━━ Record set ━━

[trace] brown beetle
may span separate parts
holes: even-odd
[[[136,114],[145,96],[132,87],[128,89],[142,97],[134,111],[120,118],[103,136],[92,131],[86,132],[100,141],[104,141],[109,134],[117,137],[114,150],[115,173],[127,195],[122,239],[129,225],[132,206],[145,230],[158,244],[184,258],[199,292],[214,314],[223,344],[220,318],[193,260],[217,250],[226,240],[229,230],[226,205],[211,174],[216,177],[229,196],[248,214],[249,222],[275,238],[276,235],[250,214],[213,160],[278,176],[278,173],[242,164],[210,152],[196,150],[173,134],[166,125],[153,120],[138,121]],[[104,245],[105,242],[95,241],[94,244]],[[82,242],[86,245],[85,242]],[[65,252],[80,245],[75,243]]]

━━━
━━ Record set ━━

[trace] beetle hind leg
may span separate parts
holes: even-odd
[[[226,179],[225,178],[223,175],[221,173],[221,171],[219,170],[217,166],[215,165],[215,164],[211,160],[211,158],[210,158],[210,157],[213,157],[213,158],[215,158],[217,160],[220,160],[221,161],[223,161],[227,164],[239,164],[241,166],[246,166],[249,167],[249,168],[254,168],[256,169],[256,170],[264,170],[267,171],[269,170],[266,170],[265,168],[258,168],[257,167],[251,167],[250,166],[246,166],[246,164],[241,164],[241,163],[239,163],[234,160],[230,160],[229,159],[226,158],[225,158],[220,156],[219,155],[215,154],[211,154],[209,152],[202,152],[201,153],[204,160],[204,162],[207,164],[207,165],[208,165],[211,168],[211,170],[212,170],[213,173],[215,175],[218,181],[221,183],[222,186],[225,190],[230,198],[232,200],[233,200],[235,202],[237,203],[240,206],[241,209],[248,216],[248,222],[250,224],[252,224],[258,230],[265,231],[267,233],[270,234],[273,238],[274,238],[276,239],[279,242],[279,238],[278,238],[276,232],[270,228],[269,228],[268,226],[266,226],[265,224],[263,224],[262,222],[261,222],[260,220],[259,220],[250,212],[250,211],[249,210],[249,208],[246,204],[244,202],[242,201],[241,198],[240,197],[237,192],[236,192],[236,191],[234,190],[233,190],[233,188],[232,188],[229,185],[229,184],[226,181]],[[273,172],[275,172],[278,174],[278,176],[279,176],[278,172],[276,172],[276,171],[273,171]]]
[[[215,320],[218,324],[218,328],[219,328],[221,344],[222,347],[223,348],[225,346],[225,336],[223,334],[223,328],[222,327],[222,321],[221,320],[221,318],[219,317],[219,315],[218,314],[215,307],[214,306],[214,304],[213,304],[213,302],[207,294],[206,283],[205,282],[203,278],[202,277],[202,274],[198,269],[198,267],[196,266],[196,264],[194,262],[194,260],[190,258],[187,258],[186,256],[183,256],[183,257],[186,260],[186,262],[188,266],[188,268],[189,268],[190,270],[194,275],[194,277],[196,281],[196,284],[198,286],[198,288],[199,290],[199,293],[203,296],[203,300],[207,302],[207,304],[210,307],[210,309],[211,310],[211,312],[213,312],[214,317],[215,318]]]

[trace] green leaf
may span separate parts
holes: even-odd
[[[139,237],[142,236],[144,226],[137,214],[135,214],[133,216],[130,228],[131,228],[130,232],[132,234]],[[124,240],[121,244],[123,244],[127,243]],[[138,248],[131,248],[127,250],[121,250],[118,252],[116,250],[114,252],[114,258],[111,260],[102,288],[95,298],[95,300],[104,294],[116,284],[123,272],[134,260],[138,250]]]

━━━

### Request
Pick out and copy every line of the records that contains the word "beetle".

### Exercise response
[trace] brown beetle
[trace] beetle hind leg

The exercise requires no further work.